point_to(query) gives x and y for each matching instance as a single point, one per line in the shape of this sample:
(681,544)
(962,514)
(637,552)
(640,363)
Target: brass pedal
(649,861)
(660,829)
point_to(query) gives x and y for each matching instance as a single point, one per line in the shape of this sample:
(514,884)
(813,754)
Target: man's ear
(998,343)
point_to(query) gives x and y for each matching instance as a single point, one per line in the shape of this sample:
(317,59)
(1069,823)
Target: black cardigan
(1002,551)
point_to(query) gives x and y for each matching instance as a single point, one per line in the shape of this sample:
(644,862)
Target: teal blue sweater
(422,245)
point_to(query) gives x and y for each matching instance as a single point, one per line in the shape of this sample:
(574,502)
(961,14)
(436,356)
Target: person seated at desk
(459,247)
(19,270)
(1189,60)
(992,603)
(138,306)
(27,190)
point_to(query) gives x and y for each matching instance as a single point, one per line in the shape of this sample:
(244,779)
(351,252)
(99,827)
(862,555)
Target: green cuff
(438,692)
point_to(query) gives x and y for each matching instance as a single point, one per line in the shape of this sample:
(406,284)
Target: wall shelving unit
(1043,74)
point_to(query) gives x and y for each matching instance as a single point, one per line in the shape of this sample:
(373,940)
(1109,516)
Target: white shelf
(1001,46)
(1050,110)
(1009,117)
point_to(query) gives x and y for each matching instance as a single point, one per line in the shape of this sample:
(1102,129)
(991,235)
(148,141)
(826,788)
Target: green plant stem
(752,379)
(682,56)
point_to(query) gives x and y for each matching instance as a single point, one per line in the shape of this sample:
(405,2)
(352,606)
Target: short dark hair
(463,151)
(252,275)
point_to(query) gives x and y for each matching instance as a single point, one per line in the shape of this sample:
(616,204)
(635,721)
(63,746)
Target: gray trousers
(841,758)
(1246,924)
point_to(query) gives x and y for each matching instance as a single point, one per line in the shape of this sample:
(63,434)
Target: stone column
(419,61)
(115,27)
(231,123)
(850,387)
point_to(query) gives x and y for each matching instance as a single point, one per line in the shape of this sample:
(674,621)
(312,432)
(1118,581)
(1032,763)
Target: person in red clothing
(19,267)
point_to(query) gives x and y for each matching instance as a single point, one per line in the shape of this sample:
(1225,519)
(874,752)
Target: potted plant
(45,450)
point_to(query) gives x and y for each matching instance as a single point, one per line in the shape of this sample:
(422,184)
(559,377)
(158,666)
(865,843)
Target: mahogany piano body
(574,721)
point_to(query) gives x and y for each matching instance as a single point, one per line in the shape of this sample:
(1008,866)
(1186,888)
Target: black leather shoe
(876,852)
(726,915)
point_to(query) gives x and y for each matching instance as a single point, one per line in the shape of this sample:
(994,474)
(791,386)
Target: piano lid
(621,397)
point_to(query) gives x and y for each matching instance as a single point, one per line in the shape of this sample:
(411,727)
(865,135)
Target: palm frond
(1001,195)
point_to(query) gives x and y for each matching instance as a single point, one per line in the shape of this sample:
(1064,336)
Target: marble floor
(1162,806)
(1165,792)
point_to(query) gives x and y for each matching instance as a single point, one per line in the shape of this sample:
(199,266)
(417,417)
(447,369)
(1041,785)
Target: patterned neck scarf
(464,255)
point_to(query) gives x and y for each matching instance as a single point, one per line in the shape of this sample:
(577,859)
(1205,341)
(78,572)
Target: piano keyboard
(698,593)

Exercise instructions:
After the last line, print all the entries once again, unchanged.

Answer space:
point_to(query) gives x and y for each matching instance as a single point, one per line in the shape of this sample:
(681,544)
(962,514)
(637,552)
(640,363)
Target: brass pedal
(649,861)
(660,829)
point_to(query) gives x and y for each matching instance as a single point, one per line in the shape of this sample:
(514,884)
(813,754)
Target: man's ear
(998,343)
point_to(query) gives x and y for each matching instance as a single point, one per line in the shape of this sample:
(317,59)
(1069,823)
Target: black cardigan
(1002,551)
point_to(query) gives x and y for each matching instance as a single point, one per line in the shape of this sample:
(644,862)
Target: teal blue sweater
(422,245)
point_to(query) gives x and y for each matching instance as a single point, one per line in the shape of this sample:
(574,502)
(961,14)
(436,356)
Target: person seated at desk
(459,247)
(19,270)
(1189,60)
(992,603)
(138,306)
(27,190)
point_to(query) gives x and y for each matching instance as a single point, one per line in the shape of this sample:
(244,779)
(351,252)
(99,827)
(862,555)
Target: green cuff
(438,692)
point_to(query) gives x and y for each matching instance as a single point, one per line in the shape of this sample:
(406,284)
Target: wall shelving unit
(1043,74)
point_to(query) gives x and y for each matching instance as a single point, one per line in the shape of this sample:
(373,940)
(1109,516)
Target: white shelf
(1001,46)
(1050,110)
(1009,117)
point_to(query) gives x and y for each matching instance as a single point, one per line in the shape of this sample:
(1102,129)
(991,235)
(148,141)
(826,788)
Target: green plant stem
(752,379)
(682,56)
point_to(query) gives x and y for each matching instance as a single point, one per line in the shape of this sample:
(405,2)
(352,606)
Target: short dark hair
(463,151)
(252,275)
point_to(query) gives x and y for each matching instance as a single point, one per line in the shape of this sample:
(616,204)
(635,721)
(63,746)
Target: gray trousers
(841,758)
(1246,924)
point_to(query) gives x and y for each matching instance as a single point, one per line in the shape of this sample:
(63,434)
Target: stone column
(419,61)
(115,27)
(231,123)
(850,387)
point_to(query) gives x and y for each matching instance as a single point, one per line in the shape of this sample:
(674,621)
(312,432)
(1118,581)
(1032,763)
Target: person in red clothing
(19,267)
point_to(query) gives x and y for each matching instance as a single point, one per line in the shape of this sample:
(1225,519)
(874,752)
Target: potted plant
(45,450)
point_to(query) gives x and y for each matching instance as a single point, one per line in the shape of this sample:
(422,184)
(559,377)
(158,666)
(865,843)
Target: mahogany piano body
(574,721)
point_to(query) gives x and y for each matching instance as a single point, one per line in the shape of this sample:
(1008,866)
(1186,888)
Target: black leather shoe
(876,852)
(726,915)
point_to(query) gives x and y for each matching instance as a single point, one per line in the shape of this sample:
(994,474)
(791,386)
Target: piano lid
(621,397)
point_to(query) gives x and y for each matching instance as a single point, one per line in the shape of this sample:
(411,727)
(865,135)
Target: palm frond
(1001,195)
point_to(query) gives x and y for each matching instance as a single point, one per line in the shape of this sample:
(1064,336)
Target: marble floor
(1162,806)
(1165,792)
point_to(query) gives x and y for each matching instance as a single point, one per line in the shape of this sample:
(199,266)
(417,417)
(447,369)
(1041,785)
Target: patterned neck scarf
(464,255)
point_to(query) gives x and y for each matching instance as a single point, one per line in the shape of this sample:
(577,859)
(1205,341)
(78,572)
Target: piano keyboard
(698,593)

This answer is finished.